__Your task__
Extract each line from the rows below that contains the word "porch", copying every such line in full.

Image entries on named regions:
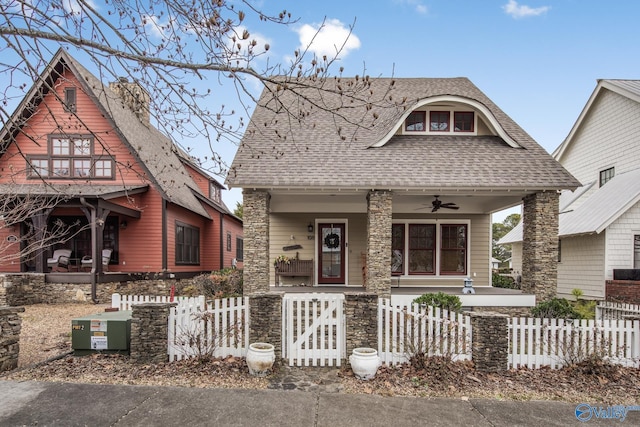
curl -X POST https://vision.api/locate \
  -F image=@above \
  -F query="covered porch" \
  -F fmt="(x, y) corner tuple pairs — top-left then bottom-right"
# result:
(244, 189), (558, 306)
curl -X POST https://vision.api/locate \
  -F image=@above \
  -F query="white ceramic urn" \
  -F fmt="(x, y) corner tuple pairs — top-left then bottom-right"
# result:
(349, 347), (380, 380)
(245, 342), (276, 377)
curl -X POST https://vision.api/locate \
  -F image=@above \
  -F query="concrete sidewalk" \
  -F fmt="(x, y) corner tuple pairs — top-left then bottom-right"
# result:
(0, 380), (640, 427)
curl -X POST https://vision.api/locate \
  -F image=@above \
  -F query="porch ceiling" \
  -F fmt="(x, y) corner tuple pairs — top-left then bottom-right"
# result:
(270, 189), (531, 215)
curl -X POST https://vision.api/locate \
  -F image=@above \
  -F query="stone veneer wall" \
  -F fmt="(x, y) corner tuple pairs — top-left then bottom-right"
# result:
(129, 303), (178, 363)
(604, 280), (640, 304)
(242, 189), (271, 296)
(472, 306), (533, 317)
(366, 190), (393, 298)
(245, 292), (283, 359)
(469, 312), (509, 372)
(344, 292), (378, 360)
(0, 307), (24, 372)
(0, 273), (192, 306)
(522, 191), (559, 303)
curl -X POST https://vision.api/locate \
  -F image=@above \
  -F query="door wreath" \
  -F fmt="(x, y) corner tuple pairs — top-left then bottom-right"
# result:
(324, 233), (340, 249)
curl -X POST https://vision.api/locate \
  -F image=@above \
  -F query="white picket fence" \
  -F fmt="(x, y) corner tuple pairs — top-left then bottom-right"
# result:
(378, 298), (471, 365)
(282, 293), (346, 366)
(509, 317), (640, 369)
(167, 297), (249, 362)
(111, 293), (205, 311)
(596, 301), (640, 319)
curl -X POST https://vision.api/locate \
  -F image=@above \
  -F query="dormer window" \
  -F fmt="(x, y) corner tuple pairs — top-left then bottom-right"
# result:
(453, 111), (473, 132)
(64, 87), (76, 113)
(405, 111), (427, 132)
(429, 111), (450, 132)
(404, 107), (476, 134)
(209, 181), (222, 203)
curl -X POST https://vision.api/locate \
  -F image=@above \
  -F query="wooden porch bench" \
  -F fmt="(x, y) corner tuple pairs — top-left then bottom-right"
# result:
(275, 259), (313, 286)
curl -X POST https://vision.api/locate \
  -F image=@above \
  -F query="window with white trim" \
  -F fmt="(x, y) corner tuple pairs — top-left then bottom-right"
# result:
(404, 107), (476, 134)
(600, 167), (616, 187)
(63, 87), (76, 113)
(176, 221), (200, 264)
(391, 221), (469, 276)
(28, 135), (114, 179)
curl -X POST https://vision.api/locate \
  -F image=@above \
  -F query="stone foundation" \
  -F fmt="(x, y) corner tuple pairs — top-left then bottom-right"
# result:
(249, 294), (283, 360)
(344, 293), (378, 360)
(365, 191), (393, 298)
(469, 312), (509, 372)
(242, 189), (271, 296)
(472, 306), (533, 317)
(0, 306), (24, 372)
(521, 191), (559, 302)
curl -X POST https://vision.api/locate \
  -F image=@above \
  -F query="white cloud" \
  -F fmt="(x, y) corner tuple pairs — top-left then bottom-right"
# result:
(502, 0), (551, 19)
(394, 0), (429, 15)
(296, 19), (360, 58)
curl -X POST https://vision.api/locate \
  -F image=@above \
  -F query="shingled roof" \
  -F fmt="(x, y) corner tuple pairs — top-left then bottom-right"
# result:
(0, 49), (228, 218)
(227, 78), (579, 190)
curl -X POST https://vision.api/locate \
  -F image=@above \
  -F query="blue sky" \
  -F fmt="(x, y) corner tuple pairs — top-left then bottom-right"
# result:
(210, 0), (640, 220)
(5, 0), (640, 221)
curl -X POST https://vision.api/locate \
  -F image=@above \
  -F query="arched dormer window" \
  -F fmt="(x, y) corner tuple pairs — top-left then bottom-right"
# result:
(371, 95), (520, 148)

__Exercise output__
  -F query="covered porch" \
  -F query="porch ceiling" \
  -F query="wooden porch bench" \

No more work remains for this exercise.